## WHAT IS NEEDED
Copy out every line of the records below word for word, leaving nothing out.
====
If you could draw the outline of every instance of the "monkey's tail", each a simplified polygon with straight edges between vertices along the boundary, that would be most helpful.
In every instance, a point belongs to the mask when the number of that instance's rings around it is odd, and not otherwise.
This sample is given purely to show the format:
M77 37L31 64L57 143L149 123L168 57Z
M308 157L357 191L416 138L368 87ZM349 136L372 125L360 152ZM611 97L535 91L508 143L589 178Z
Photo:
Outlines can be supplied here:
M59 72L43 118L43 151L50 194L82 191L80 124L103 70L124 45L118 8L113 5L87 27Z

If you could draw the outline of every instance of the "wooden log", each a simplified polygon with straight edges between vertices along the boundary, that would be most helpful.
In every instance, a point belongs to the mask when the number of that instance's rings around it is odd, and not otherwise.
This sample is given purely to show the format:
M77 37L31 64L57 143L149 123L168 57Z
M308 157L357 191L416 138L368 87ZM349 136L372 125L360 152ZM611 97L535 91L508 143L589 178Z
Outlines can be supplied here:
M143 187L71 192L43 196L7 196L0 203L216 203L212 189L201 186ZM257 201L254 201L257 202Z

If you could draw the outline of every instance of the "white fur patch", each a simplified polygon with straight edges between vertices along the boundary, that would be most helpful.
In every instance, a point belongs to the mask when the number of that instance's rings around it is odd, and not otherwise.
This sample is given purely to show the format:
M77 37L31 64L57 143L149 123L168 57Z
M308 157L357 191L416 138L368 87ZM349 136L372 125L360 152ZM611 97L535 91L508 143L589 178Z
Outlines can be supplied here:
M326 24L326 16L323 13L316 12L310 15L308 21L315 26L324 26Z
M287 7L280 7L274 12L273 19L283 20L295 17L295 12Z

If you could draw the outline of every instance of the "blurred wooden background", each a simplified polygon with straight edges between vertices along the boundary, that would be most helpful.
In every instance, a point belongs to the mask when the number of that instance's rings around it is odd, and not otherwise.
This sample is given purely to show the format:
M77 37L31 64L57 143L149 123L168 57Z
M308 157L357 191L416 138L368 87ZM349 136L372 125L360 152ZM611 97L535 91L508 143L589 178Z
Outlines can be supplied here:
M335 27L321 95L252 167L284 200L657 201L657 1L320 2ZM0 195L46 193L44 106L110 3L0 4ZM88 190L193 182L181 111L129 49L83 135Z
====
## EXPECTED ANSWER
If you could draw the outline of every instance of the "monkey's tail", each a simplified polygon with straight edges between vertices along the boundary, that would be most helpful.
In every instance, a point belongs to the mask when the number of that instance's rings around it is odd, and not otherwise.
This sample is given purely to show the format:
M77 37L31 64L57 143L149 123L168 57Z
M308 157L357 191L416 138L368 87ZM349 136L372 125L360 152ZM611 97L535 91L508 143L589 178Z
Photo:
Outlines can be supplied here:
M59 72L43 118L43 151L50 194L82 191L80 124L103 70L124 45L118 8L113 5L87 27Z

If you could draw the outline of every instance of the "wooden log", each a simplified polygon with straight edges between vertices along the boundary, that would be most helpful.
In every instance, a point belongs to the mask when the number of that instance's rings around it is odd, and not otherwise.
This sample is given purely to show the format:
M77 37L31 64L57 143L149 123L168 57Z
M308 157L357 191L416 138L368 87ZM349 136L372 125L360 152ZM611 97L535 91L508 143L589 178Z
Outlines can be supplied here:
M143 187L71 192L43 196L7 196L0 203L216 203L212 189L201 186ZM257 201L254 201L257 202Z

If you could draw the outline of every instance of the "white fur patch", each a simplified polygon with straight edges between vertices along the boundary, that would be most helpful.
In every instance, a point belongs to the mask when the number of that instance's rings around it is odd, and not otherwise.
This sample is given purely to show the format:
M77 37L31 64L57 143L149 123L168 57Z
M308 157L357 191L416 138L368 87ZM349 136L372 125L360 152ZM611 97L535 91L508 143L589 178Z
Outlines can be supplied here:
M326 24L326 16L323 13L316 12L310 15L308 21L315 26L324 26Z
M287 7L280 7L274 12L273 19L283 20L295 17L295 12Z

If you could draw the outline of every instance of the "blurred wooden background", each a simplified polygon with straight edges between vertices along the boundary, that would be most helpful.
In every instance, a point belongs to the mask when the number of that instance's rings around it is odd, and not otherwise.
This sample is given purely to show the format:
M77 37L31 64L57 143L149 123L168 57Z
M308 157L357 191L416 138L368 87ZM349 136L372 125L360 152ZM611 97L535 91L508 143L589 178Z
Outlines can be supplied here:
M335 27L321 95L252 167L284 200L657 201L657 1L320 2ZM0 195L46 193L44 106L110 3L0 4ZM88 190L193 182L181 111L129 49L83 135Z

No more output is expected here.